▶ **SET TASK**:
Could you reproduce the Synchronizing Lists post below word for word, from its title through its final line?

▶ **EXTRACT TO READ**:
Synchronizing Lists

Question 1

I'm attempting to solve the problem "Synchronizing Lists" on Kattis.com.

In a nutshell, the problem involves being given two lists: the lists are then to be sorted smallest-to-largest, correspondingly indexed elements paired together, then the second list is output, in the original order of the corresponding elements of the first list.

While functional, my code runs afoul of the time limit when pitted against the second test case, after I submit it.

import sys
class Correspondence():
 def __init__(self, num1, num2, ID):
 self.num1 = num1
 self.num2 = num2
 self.ID = ID
def SynchronizeLists(case_size):
 list1 = []
 list2 = []
 correspondences = []
 results = []
 for i in range(case_size):
 list1.append(int(sys.stdin.readline()))
 for i in range(case_size):
 list2.append(int(sys.stdin.readline()))
 sorted_list1 = list1[:]
 sorted_list1.sort()
 sorted_list2 = list2[:]
 sorted_list2.sort()
 for i in range(len(sorted_list1)):
 correspondence = Correspondence(sorted_list1[i], sorted_list2[i], i)
 correspondences.append(correspondence)
 for i in list1:
 results.append([correspondence.num2 for correspondence in correspondences if correspondence.num1 == i][0])
 return results
output = []
case_size = int(sys.stdin.readline())
while case_size != 0:
 output.extend(SynchronizeLists(case_size))
 output.append('')
 case_size = int(sys.stdin.readline())
del output[-1]
for i in output:
 print(i)

cProfile tells me this:

 126 function calls in 1.270 seconds
 Ordered by: standard name
 ncalls tottime percall cumtime percall filename:lineno(function)

▶ **ENTRIES SHOWN**:
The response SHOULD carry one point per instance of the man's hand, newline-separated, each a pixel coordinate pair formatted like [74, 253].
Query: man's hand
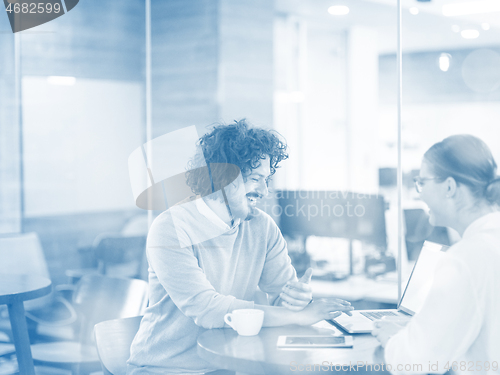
[387, 327]
[321, 309]
[296, 295]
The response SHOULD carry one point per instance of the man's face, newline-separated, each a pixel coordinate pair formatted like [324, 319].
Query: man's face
[243, 196]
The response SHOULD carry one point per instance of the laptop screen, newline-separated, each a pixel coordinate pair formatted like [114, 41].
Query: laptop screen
[421, 278]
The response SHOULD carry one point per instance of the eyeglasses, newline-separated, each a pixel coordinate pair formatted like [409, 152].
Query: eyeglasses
[420, 182]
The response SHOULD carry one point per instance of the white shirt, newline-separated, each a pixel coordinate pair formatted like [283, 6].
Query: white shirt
[460, 319]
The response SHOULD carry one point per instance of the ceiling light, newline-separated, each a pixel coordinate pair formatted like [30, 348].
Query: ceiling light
[61, 81]
[338, 10]
[444, 61]
[476, 7]
[469, 34]
[297, 97]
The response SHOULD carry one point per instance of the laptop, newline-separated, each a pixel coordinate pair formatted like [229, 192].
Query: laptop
[413, 297]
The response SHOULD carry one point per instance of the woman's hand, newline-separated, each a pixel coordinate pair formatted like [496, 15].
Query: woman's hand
[321, 309]
[296, 295]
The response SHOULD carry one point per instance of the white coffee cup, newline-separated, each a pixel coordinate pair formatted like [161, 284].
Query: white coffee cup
[247, 322]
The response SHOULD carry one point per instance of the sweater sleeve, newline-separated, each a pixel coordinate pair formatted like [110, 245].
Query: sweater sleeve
[444, 329]
[185, 282]
[278, 269]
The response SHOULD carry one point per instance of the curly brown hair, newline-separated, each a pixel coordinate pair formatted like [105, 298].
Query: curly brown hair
[229, 146]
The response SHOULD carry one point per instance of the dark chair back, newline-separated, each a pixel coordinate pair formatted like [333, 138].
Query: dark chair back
[113, 339]
[119, 255]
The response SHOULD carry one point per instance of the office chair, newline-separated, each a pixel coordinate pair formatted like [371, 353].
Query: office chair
[97, 298]
[23, 254]
[113, 339]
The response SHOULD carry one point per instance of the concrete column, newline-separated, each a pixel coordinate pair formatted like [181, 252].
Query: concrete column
[362, 109]
[212, 61]
[10, 166]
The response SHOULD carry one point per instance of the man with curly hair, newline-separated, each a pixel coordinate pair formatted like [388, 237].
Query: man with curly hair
[209, 255]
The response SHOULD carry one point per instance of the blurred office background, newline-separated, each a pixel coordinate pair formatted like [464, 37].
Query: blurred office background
[73, 103]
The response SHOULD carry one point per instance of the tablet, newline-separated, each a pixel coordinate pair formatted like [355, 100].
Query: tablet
[305, 342]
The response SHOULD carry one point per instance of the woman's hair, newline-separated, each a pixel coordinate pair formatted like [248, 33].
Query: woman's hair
[234, 144]
[469, 161]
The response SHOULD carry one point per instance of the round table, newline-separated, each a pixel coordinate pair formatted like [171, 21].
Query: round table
[14, 290]
[225, 349]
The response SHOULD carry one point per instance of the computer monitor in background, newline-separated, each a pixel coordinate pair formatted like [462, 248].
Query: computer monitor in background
[419, 230]
[334, 214]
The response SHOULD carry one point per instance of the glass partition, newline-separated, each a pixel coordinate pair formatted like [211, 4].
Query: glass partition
[451, 85]
[72, 110]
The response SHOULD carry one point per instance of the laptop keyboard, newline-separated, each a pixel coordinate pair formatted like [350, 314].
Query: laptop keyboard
[372, 315]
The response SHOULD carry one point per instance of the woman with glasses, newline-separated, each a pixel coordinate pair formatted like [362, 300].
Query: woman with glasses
[458, 328]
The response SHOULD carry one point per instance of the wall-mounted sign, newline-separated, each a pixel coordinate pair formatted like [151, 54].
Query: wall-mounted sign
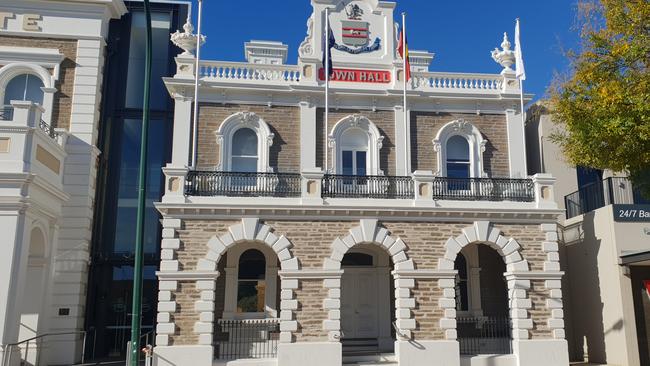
[30, 21]
[357, 76]
[631, 213]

▶ **RESPONSE TO THE TASK**:
Synchronizing Lists

Question 1

I'm attempting to solve the problem "Synchronizing Lists" on Kattis.com.

In a nutshell, the problem involves being given two lists: the lists are then to be sorted smallest-to-largest, correspondingly indexed elements paired together, then the second list is output, in the original order of the corresponding elements of the first list.

While functional, my code runs afoul of the time limit when pitted against the second test case, after I submit it.

import sys
class Correspondence():
 def __init__(self, num1, num2, ID):
 self.num1 = num1
 self.num2 = num2
 self.ID = ID
def SynchronizeLists(case_size):
 list1 = []
 list2 = []
 correspondences = []
 results = []
 for i in range(case_size):
 list1.append(int(sys.stdin.readline()))
 for i in range(case_size):
 list2.append(int(sys.stdin.readline()))
 sorted_list1 = list1[:]
 sorted_list1.sort()
 sorted_list2 = list2[:]
 sorted_list2.sort()
 for i in range(len(sorted_list1)):
 correspondence = Correspondence(sorted_list1[i], sorted_list2[i], i)
 correspondences.append(correspondence)
 for i in list1:
 results.append([correspondence.num2 for correspondence in correspondences if correspondence.num1 == i][0])
 return results
output = []
case_size = int(sys.stdin.readline())
while case_size != 0:
 output.extend(SynchronizeLists(case_size))
 output.append('')
 case_size = int(sys.stdin.readline())
del output[-1]
for i in output:
 print(i)

cProfile tells me this:

 126 function calls in 1.270 seconds
 Ordered by: standard name
 ncalls tottime percall cumtime percall filename:lineno(function)